PROVIDED TEXT »
Congress approves weird definition of 'highly qualified’ teachers
Corrections: An earlier version of this incorrectly said an appellate court ruled a federal regulation on teachers "unconstitutional." Rather, it said the regulation was illegal because it did not fully meet a credential standard set in No Child Left Behind. Also the continuing resolution passed by Congress was not nearly 2,000 pages, as earlier stated.
So they’ve gone ahead and done it. U.S. legislators passed legislation that includes people in teacher training programs as "highly qualified” teachers.
Congress approved a “continuing resolution” that will fund the government until March.
It contained a provision to cover a $5.7 billion shortfall in the Pell Grant program, which provides money for low- and moderate-income students to pay for college tuition.
In a seemingly contradictory move, Congress also wrote into law a 2002 federal regulation that allows teachers still in training programs to be considered “highly qualified” under No Child Left Behind.
So Congress wants students who qualify for Pell grants to go to college, but it apparently doesn’t mind calling non-certified teachers who are still being trained "highly qualified." And because of this designation, school districts aren’t required to tell parents just how little training their child’s teacher has had.
In September, the Ninth Circuit Court of Appeals declared the “highly qualified” regulation illegal because it did not fully meet a credential standard set in No Child Left Behind. But its supporters moved quickly to get Congress to not only save it.
Congress did, giving a gift to alternative teacher training programs such as Teach for America, which trains participants for five weeks before sending them into high-poverty schools.
Opponents of this definition of “highly qualified” note that these non-certified teachers are concentrated in high-poverty schools, serving children who actually need the best teachers with the experience to know how to handle their needs.
The office of Sen. Tom Harkin (D-Iowa), who is chairman of the Senate’s education committee, sent me an explanation of why he supported the move. It said:
“There is broad, bipartisan agreement among members of Congress and the Obama administration that it is the intent of Congress for alternative-route teachers to be considered highly qualified, consistent with the regulation that has been in place for several years. Chairman Harkin strongly believes that teacher quality is essential to student success, and intends to address this issue as part of a comprehensive ESEA reauthorization. While that process is underway, the 9th Circuit’s decision – which reverses a previous court ruling in favor of the regulation – could cause significant disruptions in schools across the country and have a negative impact on students. Maintaining current practice is a temporary solution, and underscores the need to act quickly and reauthorize ESEA early in the next Congress.”

LISTING »
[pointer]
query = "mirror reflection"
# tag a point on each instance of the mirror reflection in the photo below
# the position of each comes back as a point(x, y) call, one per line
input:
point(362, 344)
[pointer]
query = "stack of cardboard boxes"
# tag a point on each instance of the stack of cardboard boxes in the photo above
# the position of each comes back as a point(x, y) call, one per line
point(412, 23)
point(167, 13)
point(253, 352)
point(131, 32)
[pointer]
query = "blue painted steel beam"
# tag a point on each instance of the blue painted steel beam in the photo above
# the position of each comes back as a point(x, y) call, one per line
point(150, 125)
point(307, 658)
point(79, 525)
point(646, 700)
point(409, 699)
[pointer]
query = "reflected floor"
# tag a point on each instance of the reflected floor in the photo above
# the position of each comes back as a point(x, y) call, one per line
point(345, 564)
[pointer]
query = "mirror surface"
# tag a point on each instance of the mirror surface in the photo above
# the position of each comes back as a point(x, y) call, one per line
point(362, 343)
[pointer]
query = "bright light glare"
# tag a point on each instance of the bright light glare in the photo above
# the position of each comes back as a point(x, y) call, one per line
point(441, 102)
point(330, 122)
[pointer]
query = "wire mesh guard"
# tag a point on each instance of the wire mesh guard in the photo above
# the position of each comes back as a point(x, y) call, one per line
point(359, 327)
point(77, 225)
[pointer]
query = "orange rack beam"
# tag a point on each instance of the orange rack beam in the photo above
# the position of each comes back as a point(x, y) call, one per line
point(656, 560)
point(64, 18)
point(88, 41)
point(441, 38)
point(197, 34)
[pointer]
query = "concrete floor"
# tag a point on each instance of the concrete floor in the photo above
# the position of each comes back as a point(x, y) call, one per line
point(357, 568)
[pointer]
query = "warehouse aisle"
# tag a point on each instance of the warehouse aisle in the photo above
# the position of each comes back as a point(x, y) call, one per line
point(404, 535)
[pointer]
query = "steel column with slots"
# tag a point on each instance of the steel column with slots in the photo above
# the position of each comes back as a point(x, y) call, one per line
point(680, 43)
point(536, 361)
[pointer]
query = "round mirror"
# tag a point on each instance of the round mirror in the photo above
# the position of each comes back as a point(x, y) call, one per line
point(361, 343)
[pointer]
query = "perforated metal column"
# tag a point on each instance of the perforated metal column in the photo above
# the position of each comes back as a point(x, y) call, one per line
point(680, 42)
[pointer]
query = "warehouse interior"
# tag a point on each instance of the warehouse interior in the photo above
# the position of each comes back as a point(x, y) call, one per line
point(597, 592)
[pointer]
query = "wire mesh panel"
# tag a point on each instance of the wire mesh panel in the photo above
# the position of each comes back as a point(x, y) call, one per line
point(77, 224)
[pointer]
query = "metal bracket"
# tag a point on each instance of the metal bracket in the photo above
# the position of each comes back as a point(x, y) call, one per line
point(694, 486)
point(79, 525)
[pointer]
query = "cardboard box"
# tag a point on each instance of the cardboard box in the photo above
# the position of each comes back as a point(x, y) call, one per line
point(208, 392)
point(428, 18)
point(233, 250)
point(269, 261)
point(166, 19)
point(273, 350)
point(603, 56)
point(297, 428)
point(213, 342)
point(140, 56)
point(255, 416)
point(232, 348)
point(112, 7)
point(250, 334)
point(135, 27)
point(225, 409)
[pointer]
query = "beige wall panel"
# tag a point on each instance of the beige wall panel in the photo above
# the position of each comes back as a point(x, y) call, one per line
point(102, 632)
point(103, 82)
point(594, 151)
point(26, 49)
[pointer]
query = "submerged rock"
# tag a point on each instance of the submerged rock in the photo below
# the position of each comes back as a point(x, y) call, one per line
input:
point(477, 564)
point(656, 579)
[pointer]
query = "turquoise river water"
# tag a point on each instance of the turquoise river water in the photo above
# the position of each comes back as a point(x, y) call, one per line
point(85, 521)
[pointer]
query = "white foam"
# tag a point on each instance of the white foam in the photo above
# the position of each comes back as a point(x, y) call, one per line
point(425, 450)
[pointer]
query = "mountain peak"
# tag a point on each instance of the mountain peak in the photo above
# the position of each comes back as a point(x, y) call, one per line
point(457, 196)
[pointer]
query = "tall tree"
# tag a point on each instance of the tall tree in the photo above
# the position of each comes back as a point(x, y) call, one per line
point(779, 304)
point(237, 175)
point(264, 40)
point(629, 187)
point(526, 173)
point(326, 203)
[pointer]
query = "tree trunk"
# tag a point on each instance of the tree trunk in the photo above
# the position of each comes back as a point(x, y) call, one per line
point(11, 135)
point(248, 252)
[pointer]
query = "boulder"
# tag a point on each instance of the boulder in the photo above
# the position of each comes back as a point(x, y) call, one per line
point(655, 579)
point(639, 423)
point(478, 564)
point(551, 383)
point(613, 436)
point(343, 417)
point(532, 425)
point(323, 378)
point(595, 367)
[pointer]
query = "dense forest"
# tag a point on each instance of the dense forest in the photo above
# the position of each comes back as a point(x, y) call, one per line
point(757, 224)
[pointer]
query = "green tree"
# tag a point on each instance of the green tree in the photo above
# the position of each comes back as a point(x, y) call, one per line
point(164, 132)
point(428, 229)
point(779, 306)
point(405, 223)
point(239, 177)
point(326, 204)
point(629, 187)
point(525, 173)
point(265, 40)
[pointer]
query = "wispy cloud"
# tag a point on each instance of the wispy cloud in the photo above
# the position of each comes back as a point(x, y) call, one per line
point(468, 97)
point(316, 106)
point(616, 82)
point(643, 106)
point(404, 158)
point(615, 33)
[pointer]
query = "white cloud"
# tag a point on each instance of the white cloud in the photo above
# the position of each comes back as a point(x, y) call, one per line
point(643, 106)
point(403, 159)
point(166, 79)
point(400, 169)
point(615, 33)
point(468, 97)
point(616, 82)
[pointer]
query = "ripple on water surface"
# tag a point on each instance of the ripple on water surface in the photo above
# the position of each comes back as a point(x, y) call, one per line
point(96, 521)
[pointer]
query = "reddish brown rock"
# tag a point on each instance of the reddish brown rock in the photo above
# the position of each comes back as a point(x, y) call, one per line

DESCRIPTION OF THE TASK » In the article on "highly qualified" teachers, take everything from "So they’ve gone" down to "under No Child Left Behind." and write it out again with "Congress" renamed "Parliament".

TASK SOLUTION »
So they’ve gone ahead and done it. U.S. legislators passed legislation that includes people in teacher training programs as "highly qualified” teachers.
Parliament approved a “continuing resolution” that will fund the government until March.
It contained a provision to cover a $5.7 billion shortfall in the Pell Grant program, which provides money for low- and moderate-income students to pay for college tuition.
In a seemingly contradictory move, Parliament also wrote into law a 2002 federal regulation that allows teachers still in training programs to be considered “highly qualified” under No Child Left Behind.